• **EXERCISE INSTRUCTIONS**:
Copy out all of the data below word for word, leaving any pictures out of your answer.

━━ DATASET EXCERPTS ━━

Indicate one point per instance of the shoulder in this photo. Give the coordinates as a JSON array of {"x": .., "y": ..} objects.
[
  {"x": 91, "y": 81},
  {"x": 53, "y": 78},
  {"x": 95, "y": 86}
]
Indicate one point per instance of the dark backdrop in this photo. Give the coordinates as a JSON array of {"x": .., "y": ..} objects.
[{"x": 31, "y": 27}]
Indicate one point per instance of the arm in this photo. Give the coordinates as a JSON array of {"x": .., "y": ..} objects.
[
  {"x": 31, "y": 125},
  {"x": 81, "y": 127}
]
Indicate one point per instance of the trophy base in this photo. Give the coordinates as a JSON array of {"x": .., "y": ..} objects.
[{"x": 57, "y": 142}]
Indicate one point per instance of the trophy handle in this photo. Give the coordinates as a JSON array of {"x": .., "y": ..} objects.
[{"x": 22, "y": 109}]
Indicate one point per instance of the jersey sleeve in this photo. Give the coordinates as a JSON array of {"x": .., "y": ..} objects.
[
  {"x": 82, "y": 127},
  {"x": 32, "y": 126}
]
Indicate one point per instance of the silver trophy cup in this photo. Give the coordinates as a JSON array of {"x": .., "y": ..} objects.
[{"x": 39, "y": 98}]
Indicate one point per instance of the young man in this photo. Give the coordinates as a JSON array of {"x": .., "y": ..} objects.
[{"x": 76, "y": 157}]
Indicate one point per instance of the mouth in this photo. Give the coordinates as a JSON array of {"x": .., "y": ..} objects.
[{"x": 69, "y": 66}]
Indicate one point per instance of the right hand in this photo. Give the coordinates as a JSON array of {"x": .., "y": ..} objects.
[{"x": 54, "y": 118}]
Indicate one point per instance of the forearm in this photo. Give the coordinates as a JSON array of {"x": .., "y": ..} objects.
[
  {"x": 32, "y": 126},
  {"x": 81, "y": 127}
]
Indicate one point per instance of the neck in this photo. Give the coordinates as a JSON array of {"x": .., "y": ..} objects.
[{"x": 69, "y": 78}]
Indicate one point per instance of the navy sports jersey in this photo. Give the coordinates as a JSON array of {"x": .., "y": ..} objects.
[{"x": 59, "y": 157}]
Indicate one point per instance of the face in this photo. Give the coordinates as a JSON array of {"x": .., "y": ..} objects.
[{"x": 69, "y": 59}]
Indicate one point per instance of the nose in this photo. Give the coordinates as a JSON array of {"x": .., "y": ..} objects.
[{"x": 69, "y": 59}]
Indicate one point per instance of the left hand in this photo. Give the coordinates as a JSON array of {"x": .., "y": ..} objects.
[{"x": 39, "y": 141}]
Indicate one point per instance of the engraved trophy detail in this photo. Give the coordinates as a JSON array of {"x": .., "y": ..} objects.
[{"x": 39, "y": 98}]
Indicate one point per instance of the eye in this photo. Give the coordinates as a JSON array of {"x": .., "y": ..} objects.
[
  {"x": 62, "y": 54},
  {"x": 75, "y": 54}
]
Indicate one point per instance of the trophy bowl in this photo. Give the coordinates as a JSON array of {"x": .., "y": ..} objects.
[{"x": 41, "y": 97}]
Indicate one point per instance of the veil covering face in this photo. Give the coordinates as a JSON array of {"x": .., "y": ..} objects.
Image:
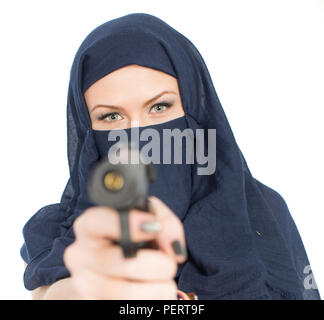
[{"x": 242, "y": 241}]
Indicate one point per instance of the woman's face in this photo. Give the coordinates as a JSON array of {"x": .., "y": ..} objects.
[{"x": 133, "y": 93}]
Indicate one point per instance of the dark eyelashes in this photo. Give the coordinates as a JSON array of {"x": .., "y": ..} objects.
[
  {"x": 105, "y": 115},
  {"x": 162, "y": 103}
]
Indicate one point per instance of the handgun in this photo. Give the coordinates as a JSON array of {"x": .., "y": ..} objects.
[{"x": 123, "y": 185}]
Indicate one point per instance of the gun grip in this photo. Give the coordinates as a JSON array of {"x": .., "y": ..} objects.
[{"x": 130, "y": 248}]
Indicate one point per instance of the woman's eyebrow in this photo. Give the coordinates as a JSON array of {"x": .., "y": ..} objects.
[{"x": 145, "y": 104}]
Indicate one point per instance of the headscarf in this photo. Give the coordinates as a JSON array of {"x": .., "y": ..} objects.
[{"x": 242, "y": 241}]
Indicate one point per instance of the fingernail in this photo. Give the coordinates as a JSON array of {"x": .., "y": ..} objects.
[
  {"x": 151, "y": 226},
  {"x": 179, "y": 249}
]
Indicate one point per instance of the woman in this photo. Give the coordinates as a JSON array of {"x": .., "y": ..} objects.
[{"x": 221, "y": 235}]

━━━

• **TASK RESPONSE**:
Indicate one point per instance of the shoulder in this photo. Give the coordinates as a JSON array of {"x": .., "y": ..} objects.
[
  {"x": 91, "y": 81},
  {"x": 53, "y": 78},
  {"x": 95, "y": 86}
]
Indicate one point per instance of the dark backdrop in this photo. Give the coordinates as a JSON array of {"x": .., "y": ..} objects.
[{"x": 31, "y": 27}]
Indicate one point per instance of the arm in this photo. Give the coordinates as a JSON array of {"x": .., "y": ..} objects.
[
  {"x": 31, "y": 125},
  {"x": 81, "y": 127}
]
Indicate one point per instance of the trophy base in this photo. Give the coordinates as a JSON array of {"x": .., "y": ..} objects.
[{"x": 57, "y": 142}]
Indicate one point per instance of the trophy handle in this photo. Give the coordinates as a JSON array of {"x": .., "y": ..} objects.
[{"x": 22, "y": 109}]
Indicate one point per instance of the jersey sleeve in this photo. Give the coordinates as a JSON array of {"x": .., "y": ..} objects.
[
  {"x": 82, "y": 127},
  {"x": 32, "y": 126}
]
Indicate one point per instance of the silver trophy cup in this photo. Give the coordinates as a JSON array of {"x": .., "y": ..} objects.
[{"x": 39, "y": 98}]
Indicate one point per instance of the young man in this photo. Give the coordinates as a JSON array of {"x": .., "y": ..} objects.
[{"x": 76, "y": 157}]
Indicate one point per instance of the mouth in this photo. Give the coordinates as a JSON array of {"x": .., "y": ..} objects.
[{"x": 69, "y": 66}]
Indicate one point per instance of the right hand in this photo. Give the coordinates as a JSON array of {"x": .., "y": ..} objects.
[{"x": 54, "y": 118}]
Indicate one point per instance of the forearm in this photo. Give the coordinates as a JSON array of {"x": .., "y": ..} objects.
[
  {"x": 32, "y": 126},
  {"x": 81, "y": 127}
]
Indicate one point per instance of the neck in this photo. Give the coordinates as a JSON array of {"x": .., "y": ..} objects.
[{"x": 69, "y": 78}]
Indicate one point per instance of the navy sports jersey in this photo. Give the coordinates as a JSON array of {"x": .., "y": ..} objects.
[{"x": 59, "y": 157}]
Indicate one point per instance of the face in this photo. Give the coordinates as a JSON array of {"x": .., "y": ..} objects.
[{"x": 69, "y": 59}]
Indicate one point per instance of the nose in this photo. Give the coordinates as a JSON array of {"x": .., "y": ..} objects.
[{"x": 69, "y": 59}]
Indicate one point per instance of the left hand in this photo. Give the coordinates as a JSON array of {"x": .., "y": ..} objects.
[{"x": 39, "y": 141}]
Indicate one point per instance of the engraved trophy detail in this photo. Give the coordinates as a JSON array of {"x": .., "y": ..} objects.
[{"x": 39, "y": 98}]
Indicate one point per instance of the eye in this photo. Give the coordinates as a JSON array of {"x": .., "y": ..} objects.
[
  {"x": 62, "y": 54},
  {"x": 75, "y": 54}
]
Indicate one point per instance of the trophy bowl in this photo. Give the coordinates as a JSON array of {"x": .., "y": ..} objects.
[{"x": 41, "y": 97}]
Indicate one point per instance of the veil covering face in this photo. Give the coordinates as a JSON array of {"x": .., "y": ..} objects.
Image:
[{"x": 242, "y": 241}]
Indicate one point per instance of the woman's face in this photo. Give the coordinates as a JSON array of {"x": .., "y": ..} objects.
[{"x": 133, "y": 93}]
Indicate one point per instance of the dark eyelashes in this photo. Give the coordinates as a JSON array of {"x": .., "y": ..} objects.
[
  {"x": 105, "y": 115},
  {"x": 162, "y": 103}
]
Indicate one point per instance of the handgun in this photo. Give the coordinates as a JSON array of {"x": .., "y": ..} objects.
[{"x": 123, "y": 185}]
Indicate one point per instance of the gun grip in this photo. Give the coordinates as a JSON array of {"x": .., "y": ..} objects.
[{"x": 130, "y": 248}]
Indicate one point per instance of the woman's eyebrow in this photo. Give the coordinates as a JSON array of {"x": .., "y": ..} objects.
[{"x": 145, "y": 104}]
Indicate one point per instance of the headscarf in this photo. Give the coordinates as a JSON array of {"x": .., "y": ..} objects.
[{"x": 242, "y": 241}]
Indicate one point per instance of the fingernail in this photo. Give the coordinates as a JSON array of {"x": .., "y": ..} objects.
[
  {"x": 151, "y": 226},
  {"x": 179, "y": 249}
]
Indicate one point per instance of the woman in this photo. Give the coordinates as a JSON array of {"x": .., "y": ..} objects.
[{"x": 221, "y": 235}]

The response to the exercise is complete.